**ENTRIES PROVIDED**
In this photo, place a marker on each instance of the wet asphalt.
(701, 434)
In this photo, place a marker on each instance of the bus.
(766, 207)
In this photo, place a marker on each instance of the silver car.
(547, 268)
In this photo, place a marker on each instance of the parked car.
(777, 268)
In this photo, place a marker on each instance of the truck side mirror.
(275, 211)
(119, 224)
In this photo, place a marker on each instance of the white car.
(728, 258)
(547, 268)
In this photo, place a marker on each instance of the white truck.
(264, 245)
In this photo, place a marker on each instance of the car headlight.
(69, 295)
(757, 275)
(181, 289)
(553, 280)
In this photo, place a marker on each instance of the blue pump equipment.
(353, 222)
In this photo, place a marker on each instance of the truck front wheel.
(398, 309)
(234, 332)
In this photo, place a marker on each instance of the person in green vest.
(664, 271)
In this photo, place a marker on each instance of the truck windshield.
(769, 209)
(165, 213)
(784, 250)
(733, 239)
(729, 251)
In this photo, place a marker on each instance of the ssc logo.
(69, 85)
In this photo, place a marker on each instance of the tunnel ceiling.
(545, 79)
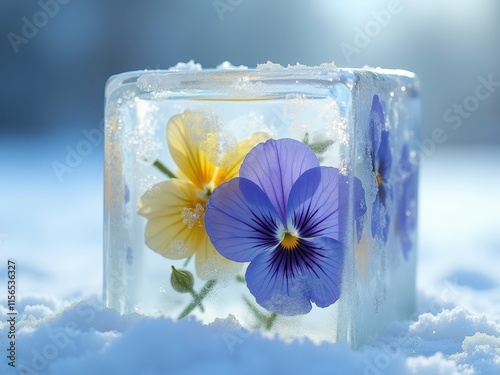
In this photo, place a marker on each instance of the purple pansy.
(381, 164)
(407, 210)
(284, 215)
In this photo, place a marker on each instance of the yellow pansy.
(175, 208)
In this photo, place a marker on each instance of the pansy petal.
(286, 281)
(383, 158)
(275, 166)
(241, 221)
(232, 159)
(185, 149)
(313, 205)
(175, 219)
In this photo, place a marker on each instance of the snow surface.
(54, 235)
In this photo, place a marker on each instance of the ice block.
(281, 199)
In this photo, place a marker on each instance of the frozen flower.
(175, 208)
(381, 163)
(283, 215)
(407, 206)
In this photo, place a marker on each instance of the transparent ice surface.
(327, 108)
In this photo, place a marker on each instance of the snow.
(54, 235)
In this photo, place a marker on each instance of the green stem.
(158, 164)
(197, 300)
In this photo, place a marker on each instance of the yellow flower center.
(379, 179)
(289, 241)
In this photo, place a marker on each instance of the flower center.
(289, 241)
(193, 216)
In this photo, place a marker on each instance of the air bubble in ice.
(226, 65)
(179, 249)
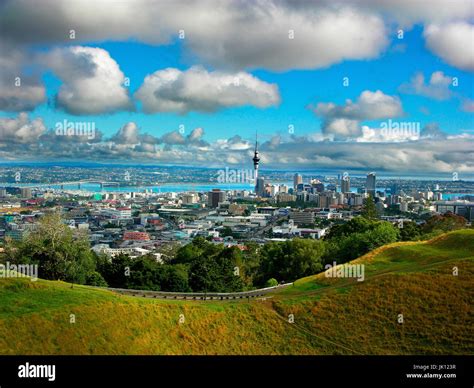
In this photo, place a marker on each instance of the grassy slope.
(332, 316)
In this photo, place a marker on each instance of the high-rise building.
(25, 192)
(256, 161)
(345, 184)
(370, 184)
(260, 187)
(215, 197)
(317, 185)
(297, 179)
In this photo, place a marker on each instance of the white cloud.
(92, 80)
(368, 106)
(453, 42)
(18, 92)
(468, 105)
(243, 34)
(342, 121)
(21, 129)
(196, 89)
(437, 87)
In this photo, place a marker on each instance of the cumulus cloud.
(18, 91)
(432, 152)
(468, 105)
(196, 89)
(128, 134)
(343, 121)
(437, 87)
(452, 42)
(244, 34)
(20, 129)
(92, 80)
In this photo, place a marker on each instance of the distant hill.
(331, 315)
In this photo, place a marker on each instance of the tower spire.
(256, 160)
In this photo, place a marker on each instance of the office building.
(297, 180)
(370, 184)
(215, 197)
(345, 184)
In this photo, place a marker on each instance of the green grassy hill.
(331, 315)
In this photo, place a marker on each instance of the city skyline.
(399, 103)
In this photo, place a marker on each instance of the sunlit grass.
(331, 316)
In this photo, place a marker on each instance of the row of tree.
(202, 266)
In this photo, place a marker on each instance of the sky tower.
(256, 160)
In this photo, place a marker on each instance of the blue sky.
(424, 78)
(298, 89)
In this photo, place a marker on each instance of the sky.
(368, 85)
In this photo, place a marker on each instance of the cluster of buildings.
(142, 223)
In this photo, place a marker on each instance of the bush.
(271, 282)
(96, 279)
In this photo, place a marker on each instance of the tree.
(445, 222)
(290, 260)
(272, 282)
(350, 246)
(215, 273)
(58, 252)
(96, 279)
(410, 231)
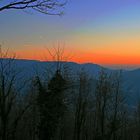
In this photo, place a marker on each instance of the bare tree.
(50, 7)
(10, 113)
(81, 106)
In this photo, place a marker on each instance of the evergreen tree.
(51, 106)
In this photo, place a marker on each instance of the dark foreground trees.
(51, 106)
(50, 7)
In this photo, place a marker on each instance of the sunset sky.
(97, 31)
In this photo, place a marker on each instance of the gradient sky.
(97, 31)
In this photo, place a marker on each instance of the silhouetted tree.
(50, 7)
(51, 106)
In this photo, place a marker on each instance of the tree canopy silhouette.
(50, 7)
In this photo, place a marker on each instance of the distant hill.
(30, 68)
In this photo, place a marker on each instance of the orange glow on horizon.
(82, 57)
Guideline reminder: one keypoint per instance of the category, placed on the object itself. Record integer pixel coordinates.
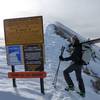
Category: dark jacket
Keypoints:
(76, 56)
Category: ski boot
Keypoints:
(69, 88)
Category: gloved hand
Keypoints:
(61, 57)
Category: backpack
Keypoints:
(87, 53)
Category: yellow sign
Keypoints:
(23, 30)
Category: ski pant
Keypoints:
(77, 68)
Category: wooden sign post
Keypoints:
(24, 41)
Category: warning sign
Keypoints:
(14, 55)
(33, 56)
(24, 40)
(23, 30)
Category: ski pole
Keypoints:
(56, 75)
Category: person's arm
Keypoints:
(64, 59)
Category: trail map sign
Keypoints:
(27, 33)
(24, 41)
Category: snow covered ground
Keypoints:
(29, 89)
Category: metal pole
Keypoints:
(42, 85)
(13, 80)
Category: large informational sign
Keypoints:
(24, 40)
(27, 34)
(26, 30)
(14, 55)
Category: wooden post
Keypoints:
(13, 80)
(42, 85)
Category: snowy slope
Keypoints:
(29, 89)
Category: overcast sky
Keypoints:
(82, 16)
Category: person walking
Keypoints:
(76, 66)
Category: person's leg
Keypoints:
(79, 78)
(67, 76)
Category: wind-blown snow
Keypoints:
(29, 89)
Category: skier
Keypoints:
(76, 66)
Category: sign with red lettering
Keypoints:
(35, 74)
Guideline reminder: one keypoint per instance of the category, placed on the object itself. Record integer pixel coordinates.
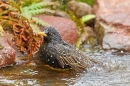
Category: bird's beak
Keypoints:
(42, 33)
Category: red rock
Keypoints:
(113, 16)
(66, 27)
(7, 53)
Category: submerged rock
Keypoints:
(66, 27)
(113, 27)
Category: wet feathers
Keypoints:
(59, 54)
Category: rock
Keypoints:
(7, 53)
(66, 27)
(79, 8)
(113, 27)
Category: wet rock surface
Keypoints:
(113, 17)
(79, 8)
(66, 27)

--

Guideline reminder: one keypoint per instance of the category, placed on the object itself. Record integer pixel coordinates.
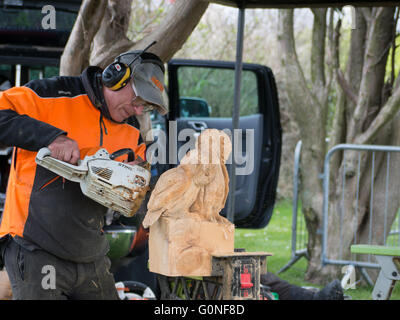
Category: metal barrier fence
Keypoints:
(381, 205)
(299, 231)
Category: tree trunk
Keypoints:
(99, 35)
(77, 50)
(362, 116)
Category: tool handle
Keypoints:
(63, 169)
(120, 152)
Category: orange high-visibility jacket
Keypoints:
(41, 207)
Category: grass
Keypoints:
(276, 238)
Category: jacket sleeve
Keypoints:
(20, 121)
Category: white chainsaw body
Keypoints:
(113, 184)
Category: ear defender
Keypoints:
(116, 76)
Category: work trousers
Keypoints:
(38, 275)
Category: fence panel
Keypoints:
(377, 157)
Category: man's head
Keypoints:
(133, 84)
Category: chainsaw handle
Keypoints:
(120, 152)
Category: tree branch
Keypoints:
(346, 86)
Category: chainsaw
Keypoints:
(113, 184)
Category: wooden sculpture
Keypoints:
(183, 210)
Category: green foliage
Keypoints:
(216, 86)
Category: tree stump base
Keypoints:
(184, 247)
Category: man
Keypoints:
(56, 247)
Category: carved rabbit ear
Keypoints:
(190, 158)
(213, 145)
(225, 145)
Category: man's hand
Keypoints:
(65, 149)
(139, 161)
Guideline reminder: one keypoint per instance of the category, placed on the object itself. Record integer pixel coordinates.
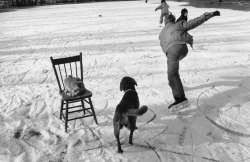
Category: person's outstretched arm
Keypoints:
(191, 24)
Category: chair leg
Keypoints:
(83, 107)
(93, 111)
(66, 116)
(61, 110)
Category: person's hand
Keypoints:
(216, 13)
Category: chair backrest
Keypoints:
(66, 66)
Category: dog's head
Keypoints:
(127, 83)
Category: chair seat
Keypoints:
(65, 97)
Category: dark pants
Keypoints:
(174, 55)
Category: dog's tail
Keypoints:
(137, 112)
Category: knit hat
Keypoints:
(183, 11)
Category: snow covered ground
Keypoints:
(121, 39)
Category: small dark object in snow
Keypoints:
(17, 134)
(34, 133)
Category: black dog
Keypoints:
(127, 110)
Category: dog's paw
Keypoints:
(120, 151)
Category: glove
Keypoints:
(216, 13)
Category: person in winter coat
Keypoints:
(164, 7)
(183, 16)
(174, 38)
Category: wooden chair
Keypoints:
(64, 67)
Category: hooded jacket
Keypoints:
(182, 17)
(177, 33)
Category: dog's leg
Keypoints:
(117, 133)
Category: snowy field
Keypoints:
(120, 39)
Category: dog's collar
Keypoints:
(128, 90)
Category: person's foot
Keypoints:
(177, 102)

--

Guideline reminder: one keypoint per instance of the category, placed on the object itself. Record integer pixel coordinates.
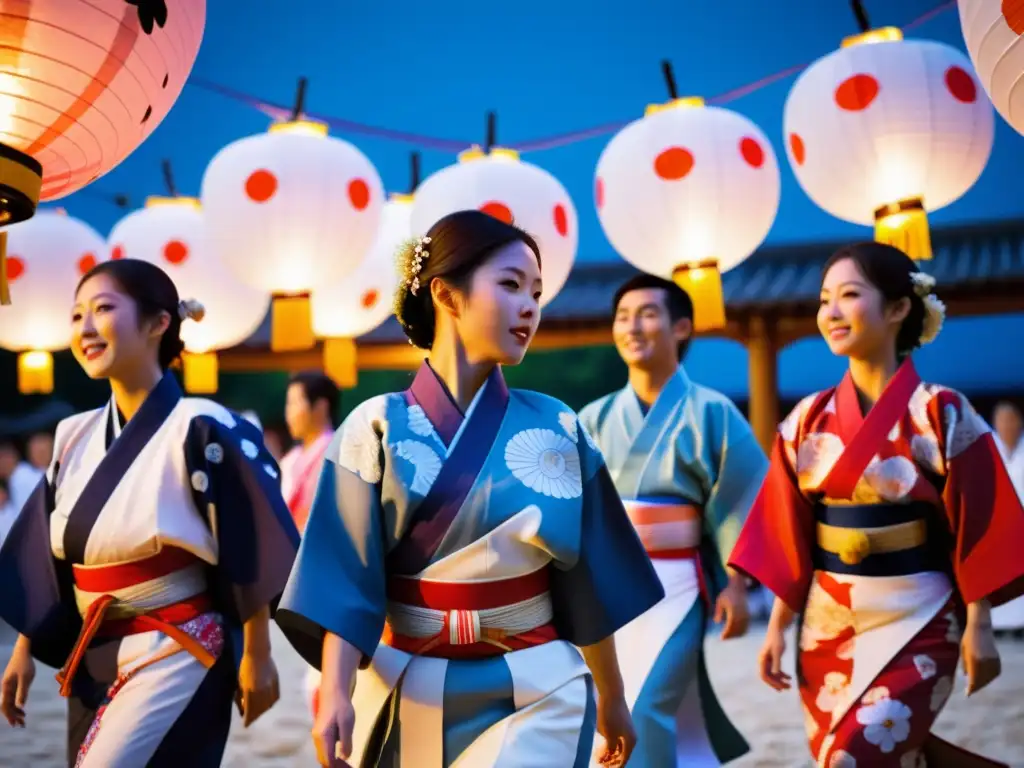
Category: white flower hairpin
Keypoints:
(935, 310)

**ABOUT THIS TASK**
Lines with "rock": copy every one of them from the listing above.

**REPLY TO THE EXERCISE**
Category: red rock
Category: submerged rock
Category: rock
Category: wet rock surface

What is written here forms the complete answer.